### WRITTEN INSTRUCTION
Which lines in the items below contain the word "roof"? Copy each such line out in full.

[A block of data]
■ ■ ■ ■ ■

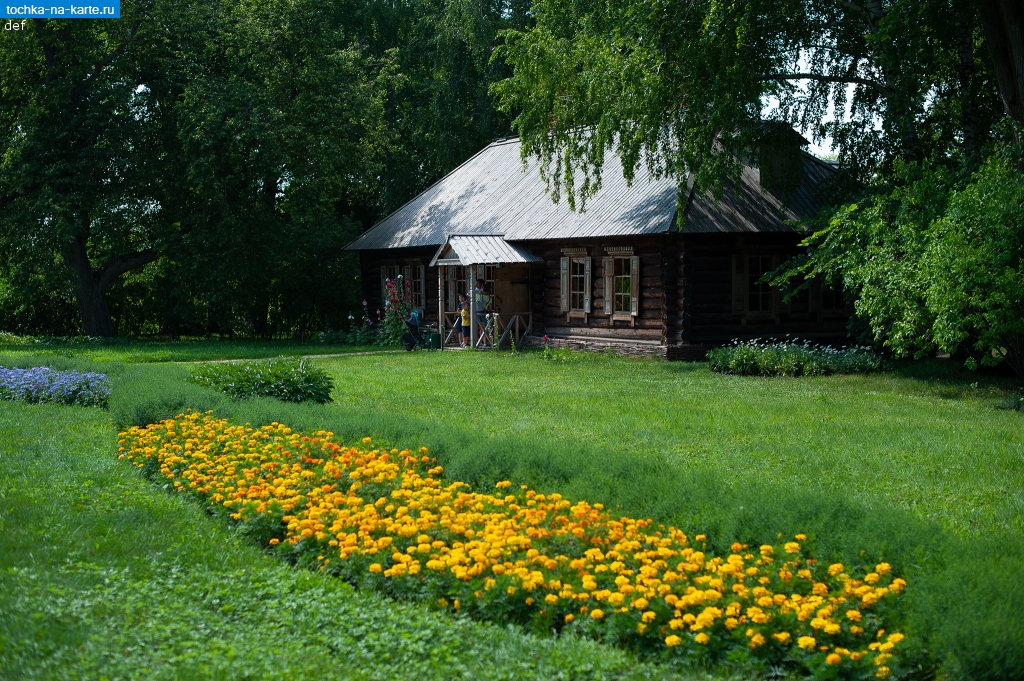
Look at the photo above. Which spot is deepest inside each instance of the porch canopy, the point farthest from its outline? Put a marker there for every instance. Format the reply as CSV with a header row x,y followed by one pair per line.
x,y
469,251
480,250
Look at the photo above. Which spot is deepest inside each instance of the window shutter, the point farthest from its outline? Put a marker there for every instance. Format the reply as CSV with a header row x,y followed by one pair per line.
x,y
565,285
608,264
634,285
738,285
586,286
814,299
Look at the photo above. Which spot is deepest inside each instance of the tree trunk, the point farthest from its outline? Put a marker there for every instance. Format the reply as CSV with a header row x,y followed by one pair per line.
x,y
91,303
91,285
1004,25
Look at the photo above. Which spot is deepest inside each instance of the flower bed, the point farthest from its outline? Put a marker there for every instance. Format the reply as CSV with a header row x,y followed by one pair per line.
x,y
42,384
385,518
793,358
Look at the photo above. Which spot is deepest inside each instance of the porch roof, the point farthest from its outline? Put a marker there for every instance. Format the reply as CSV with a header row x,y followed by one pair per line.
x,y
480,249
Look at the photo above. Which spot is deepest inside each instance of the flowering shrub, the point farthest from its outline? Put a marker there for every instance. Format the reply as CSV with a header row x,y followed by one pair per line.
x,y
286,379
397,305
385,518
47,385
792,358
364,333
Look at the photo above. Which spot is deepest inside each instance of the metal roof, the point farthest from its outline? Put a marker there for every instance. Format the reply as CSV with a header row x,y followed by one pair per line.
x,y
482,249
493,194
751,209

■ ■ ■ ■ ■

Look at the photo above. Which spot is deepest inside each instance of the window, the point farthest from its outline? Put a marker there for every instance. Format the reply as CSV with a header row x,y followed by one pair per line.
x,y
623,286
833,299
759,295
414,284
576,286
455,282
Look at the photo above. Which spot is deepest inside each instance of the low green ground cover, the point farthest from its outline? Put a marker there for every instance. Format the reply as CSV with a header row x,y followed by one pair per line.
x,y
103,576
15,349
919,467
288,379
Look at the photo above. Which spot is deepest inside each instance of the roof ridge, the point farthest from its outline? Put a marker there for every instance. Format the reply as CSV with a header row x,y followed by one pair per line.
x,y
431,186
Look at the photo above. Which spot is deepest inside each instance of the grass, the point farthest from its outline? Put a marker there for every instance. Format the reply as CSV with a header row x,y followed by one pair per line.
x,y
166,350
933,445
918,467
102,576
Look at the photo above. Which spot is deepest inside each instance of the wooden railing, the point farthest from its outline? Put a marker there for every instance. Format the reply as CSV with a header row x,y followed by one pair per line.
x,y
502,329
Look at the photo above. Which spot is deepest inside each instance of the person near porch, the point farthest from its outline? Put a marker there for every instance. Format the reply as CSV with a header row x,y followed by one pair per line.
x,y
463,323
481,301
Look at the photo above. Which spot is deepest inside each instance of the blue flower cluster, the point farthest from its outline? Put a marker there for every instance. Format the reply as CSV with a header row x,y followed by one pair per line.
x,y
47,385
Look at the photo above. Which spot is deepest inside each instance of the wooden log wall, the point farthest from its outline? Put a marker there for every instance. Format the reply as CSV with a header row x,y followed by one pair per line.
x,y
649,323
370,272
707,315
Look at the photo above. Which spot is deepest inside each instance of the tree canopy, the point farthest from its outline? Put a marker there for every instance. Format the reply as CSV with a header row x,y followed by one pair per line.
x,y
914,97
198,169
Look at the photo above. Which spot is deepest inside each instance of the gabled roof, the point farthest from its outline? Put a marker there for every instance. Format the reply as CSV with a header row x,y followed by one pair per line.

■ ■ ■ ■ ■

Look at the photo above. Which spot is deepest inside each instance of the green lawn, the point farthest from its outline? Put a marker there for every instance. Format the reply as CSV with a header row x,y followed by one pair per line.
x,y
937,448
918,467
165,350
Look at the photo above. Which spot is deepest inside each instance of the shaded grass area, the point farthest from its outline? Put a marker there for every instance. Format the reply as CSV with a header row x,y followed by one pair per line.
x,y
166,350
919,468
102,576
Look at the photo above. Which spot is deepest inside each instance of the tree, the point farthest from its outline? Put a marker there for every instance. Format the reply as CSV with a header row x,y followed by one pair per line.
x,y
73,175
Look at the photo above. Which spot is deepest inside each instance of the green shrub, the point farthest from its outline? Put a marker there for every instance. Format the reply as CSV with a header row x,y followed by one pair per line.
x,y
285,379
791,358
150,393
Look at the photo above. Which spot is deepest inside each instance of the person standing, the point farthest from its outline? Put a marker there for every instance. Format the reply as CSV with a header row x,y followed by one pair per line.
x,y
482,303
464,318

■ ■ ■ ■ ■

### WORKED ANSWER
Look at the photo above. Which spot is deepest inside each instance of the porch roof, the point farthest from its outline? Put a marker there for every instance. Format the reply as CSV with a header row x,y followed by one pair per line.
Look at the photo above. Which spot is deepest inside each instance of the metal roof, the point farthest from its outline? Put a marker there for every instance. Format the reply as CSV with a header row x,y followed by one pair per line.
Look at the photo above. Which spot is deepest inside each instance of the roof ridge, the point farthest from its outline? Put a marker there for every instance. Format the reply as CSV with a header row x,y followed by one pair per line.
Look at the photo above. Which spot is deepest inside each instance of the gabled roof, the point farthest from its outline? Put a marker there for every instance. Format the reply as CSV with a header row x,y followed by one pair per line.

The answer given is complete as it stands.